→ What you have to do
Count the lines in the entries below that contain the string "brocade". Reply with that number alone.

─── Records supplied ───

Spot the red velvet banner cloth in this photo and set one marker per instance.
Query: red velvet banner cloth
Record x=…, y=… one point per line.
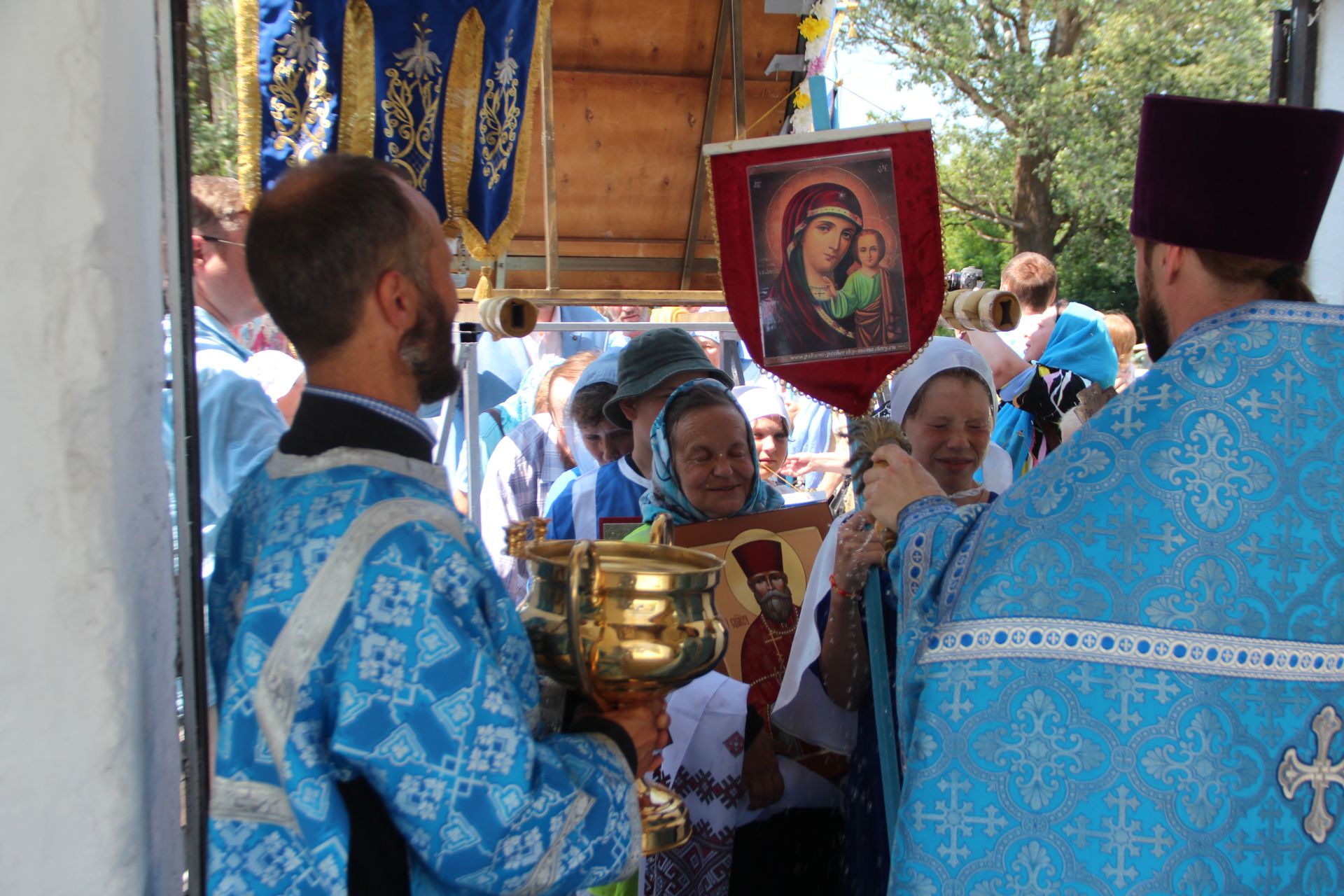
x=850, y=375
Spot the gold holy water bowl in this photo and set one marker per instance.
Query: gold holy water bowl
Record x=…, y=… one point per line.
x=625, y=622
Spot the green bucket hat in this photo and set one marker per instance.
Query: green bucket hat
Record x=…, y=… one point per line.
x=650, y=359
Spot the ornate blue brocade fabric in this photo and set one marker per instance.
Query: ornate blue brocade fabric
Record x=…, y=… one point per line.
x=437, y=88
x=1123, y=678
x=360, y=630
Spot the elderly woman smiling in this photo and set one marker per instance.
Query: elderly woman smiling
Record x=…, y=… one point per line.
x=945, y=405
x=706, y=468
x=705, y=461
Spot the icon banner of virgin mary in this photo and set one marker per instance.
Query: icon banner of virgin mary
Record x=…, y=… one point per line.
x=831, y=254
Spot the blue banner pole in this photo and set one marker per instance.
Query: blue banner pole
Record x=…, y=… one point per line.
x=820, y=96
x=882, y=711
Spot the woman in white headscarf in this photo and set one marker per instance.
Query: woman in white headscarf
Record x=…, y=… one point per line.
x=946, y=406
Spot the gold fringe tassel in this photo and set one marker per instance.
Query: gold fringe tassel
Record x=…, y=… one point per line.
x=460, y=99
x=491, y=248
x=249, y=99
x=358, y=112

───
─── Records supplied ───

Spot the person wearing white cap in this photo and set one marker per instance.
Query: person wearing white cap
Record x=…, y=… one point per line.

───

→ Reply
2